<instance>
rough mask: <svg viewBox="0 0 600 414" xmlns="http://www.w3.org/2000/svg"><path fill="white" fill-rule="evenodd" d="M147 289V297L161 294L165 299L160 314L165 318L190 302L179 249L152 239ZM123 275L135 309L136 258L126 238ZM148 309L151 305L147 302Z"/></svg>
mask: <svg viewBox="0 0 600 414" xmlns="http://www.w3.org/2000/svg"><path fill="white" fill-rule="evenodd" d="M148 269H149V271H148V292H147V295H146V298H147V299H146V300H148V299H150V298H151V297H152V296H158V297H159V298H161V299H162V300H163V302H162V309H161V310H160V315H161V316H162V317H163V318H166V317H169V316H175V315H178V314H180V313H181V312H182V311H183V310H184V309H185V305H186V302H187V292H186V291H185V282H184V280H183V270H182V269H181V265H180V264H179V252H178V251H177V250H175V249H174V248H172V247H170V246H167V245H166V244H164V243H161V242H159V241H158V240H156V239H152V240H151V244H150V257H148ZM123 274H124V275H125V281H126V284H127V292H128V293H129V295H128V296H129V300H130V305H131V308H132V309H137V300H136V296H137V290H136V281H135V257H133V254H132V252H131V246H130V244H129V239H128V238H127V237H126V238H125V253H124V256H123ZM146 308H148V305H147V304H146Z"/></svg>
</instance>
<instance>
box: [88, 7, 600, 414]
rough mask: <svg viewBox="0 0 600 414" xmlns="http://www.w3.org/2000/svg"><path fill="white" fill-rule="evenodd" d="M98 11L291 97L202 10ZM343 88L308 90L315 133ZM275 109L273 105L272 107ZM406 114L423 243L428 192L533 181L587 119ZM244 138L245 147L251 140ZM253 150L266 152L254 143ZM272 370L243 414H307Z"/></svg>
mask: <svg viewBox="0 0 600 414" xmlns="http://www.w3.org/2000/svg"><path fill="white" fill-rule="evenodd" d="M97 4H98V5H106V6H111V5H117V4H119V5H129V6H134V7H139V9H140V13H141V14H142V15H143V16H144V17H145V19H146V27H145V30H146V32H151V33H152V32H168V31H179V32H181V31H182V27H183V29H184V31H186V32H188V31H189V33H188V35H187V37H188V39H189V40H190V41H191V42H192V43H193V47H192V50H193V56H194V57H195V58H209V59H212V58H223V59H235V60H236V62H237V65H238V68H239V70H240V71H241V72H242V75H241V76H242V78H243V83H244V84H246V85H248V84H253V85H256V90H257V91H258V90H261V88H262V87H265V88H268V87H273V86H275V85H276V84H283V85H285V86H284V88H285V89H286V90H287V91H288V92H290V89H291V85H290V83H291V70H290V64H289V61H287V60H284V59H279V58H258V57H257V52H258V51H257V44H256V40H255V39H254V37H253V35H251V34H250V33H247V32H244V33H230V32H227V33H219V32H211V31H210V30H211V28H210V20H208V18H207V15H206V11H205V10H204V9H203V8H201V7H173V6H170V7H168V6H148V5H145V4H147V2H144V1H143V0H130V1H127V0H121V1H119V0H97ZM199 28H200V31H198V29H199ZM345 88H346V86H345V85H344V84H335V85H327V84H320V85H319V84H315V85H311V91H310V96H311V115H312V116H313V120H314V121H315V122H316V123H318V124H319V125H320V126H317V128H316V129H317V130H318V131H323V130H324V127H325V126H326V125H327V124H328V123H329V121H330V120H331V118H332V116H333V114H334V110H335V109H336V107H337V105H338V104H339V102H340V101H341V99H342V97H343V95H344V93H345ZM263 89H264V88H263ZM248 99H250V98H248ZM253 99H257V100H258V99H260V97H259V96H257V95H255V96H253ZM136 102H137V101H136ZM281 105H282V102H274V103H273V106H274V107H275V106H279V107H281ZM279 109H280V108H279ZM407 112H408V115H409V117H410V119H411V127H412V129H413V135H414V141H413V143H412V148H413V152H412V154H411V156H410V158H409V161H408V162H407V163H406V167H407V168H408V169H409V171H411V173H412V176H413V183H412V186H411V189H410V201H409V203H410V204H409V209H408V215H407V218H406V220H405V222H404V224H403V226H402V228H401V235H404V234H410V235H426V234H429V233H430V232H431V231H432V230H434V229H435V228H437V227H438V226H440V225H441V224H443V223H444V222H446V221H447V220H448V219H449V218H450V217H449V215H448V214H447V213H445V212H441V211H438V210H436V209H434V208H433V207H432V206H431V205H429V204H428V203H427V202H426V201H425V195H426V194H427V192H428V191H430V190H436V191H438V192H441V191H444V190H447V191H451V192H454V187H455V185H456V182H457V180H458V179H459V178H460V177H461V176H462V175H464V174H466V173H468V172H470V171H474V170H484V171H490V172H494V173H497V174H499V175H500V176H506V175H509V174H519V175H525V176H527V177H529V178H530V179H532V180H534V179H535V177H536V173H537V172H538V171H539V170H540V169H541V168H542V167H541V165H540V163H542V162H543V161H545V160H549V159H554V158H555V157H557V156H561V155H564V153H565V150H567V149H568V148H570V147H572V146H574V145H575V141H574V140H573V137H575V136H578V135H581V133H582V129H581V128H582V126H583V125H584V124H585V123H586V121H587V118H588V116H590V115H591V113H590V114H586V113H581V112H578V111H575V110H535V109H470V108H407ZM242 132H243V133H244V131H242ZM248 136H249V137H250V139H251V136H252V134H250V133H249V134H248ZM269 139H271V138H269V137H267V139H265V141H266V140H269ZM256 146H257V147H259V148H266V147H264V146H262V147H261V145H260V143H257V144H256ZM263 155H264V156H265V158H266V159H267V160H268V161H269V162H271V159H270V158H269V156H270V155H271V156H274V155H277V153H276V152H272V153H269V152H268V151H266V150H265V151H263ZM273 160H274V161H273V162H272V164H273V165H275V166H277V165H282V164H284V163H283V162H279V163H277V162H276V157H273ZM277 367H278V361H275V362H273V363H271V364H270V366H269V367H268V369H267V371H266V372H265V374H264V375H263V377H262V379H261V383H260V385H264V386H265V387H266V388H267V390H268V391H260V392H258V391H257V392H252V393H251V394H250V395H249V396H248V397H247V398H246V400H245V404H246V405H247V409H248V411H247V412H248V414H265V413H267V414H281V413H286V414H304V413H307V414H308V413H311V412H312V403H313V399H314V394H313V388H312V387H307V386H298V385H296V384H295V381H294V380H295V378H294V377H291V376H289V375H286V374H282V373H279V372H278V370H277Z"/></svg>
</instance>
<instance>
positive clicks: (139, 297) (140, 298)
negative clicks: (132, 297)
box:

▸ **Exercise details**:
Report every line of the records above that contains the string "clicks", copying each such line in full. Matching is case-sensitive.

▸ **Answer for the task**:
positive clicks: (139, 297) (140, 298)
negative clicks: (132, 297)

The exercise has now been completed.